*** Input rows

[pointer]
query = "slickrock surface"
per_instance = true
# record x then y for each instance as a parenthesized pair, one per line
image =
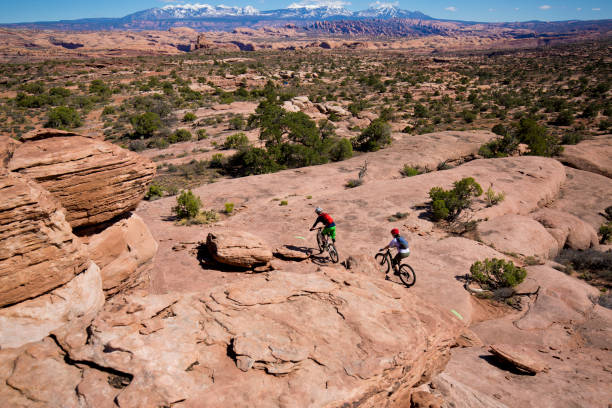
(238, 248)
(32, 320)
(276, 339)
(94, 180)
(585, 195)
(594, 155)
(567, 229)
(122, 251)
(520, 235)
(38, 251)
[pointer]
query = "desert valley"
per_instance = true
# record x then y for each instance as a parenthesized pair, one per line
(159, 176)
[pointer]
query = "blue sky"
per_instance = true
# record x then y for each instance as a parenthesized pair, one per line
(12, 11)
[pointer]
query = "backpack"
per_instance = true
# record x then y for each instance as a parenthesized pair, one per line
(327, 219)
(403, 243)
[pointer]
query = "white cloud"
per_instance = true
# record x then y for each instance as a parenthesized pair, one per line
(377, 4)
(319, 3)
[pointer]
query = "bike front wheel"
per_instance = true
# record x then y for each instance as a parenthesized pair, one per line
(407, 275)
(333, 254)
(320, 241)
(383, 263)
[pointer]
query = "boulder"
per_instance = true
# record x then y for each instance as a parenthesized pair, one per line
(94, 180)
(238, 248)
(32, 320)
(38, 251)
(122, 252)
(594, 155)
(520, 235)
(567, 229)
(519, 357)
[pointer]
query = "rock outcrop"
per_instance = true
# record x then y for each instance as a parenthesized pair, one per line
(281, 338)
(594, 155)
(94, 180)
(122, 251)
(32, 320)
(567, 229)
(238, 248)
(38, 251)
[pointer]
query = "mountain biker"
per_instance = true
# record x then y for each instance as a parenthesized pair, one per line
(399, 242)
(327, 221)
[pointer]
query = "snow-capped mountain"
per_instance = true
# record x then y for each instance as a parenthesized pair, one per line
(329, 10)
(193, 11)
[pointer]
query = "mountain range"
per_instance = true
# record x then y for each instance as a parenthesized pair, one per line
(205, 16)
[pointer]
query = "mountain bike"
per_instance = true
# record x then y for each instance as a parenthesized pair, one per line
(325, 245)
(404, 271)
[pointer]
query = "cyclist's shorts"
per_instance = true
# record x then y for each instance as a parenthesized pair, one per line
(331, 231)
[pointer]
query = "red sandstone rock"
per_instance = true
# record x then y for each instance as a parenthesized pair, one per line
(94, 180)
(122, 251)
(238, 248)
(38, 251)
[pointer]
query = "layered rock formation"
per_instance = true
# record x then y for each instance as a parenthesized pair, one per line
(47, 276)
(38, 251)
(94, 181)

******

The request:
Repeat all of the data above word for word, minus the pictures.

Response to this task:
[pointer]
query = "slickrock surface"
per_instance = true
# record x then y for each instance as a parenthesized pair, one per line
image =
(238, 248)
(32, 320)
(276, 339)
(94, 180)
(585, 195)
(594, 155)
(567, 229)
(122, 251)
(520, 235)
(38, 251)
[pointer]
query = "desert valley"
per_instance = true
# record x then y for each instance as a parenthesized pair, one per line
(159, 176)
[pointer]
query = "blue sky"
per_instance = true
# record x then y for each instance as a parenthesized pair, one per line
(12, 11)
[pointer]
query = "backpack"
per_instance = true
# record x then y for each instance as a parenthesized pair, one per line
(327, 219)
(403, 243)
[pointer]
query = "white cloud"
per_instance = true
# record x then y for each instance as a parenthesized pair, one per line
(377, 4)
(319, 3)
[pointer]
query = "bike front wheel"
per_instance = true
# record x then y for each instance as a parenthesized pair, one per line
(407, 275)
(333, 254)
(320, 241)
(383, 263)
[pointer]
query = "boulder"
per_instance = true
# record x then y for each instance as a parenthesized pair, one per line
(94, 180)
(238, 248)
(32, 320)
(38, 251)
(122, 252)
(594, 155)
(520, 235)
(567, 229)
(519, 357)
[pointer]
query = "rock outcrop"
per_instance = true
# record x then y for each instance as a parenthesized pair, one per line
(281, 338)
(594, 155)
(94, 180)
(122, 251)
(32, 320)
(567, 229)
(238, 248)
(38, 251)
[pointer]
query = "mountain biker"
per_instance = true
# record x then y for each instance as a parenthesized pair, one per line
(399, 242)
(327, 221)
[pointer]
query = "snow-capped mountain"
per_instance = true
# record x then y for each instance as a parenthesized pair, one per line
(329, 10)
(193, 11)
[pointer]
query = "mountain range"
per_instance = true
# record x then y for each instance as a parenthesized pair, one per line
(205, 16)
[pointer]
query = "mountain bike"
per_instance = true
# record x then y for each instance as a parenthesized pair, one per line
(325, 245)
(404, 271)
[pointer]
query = "cyclist's shorts"
per_instance = true
# record x then y for each instance as a parenthesized pair, one per line
(331, 231)
[pointer]
query = "red sandstone rock"
per_instance = true
# record x then y for each instance as a parenthesized pair, one per line
(94, 180)
(122, 251)
(238, 248)
(38, 251)
[pointer]
query = "layered rock formation"
per_instance = true
# record x then y for each instance as a parenthesized pair, one per line
(47, 276)
(38, 251)
(94, 181)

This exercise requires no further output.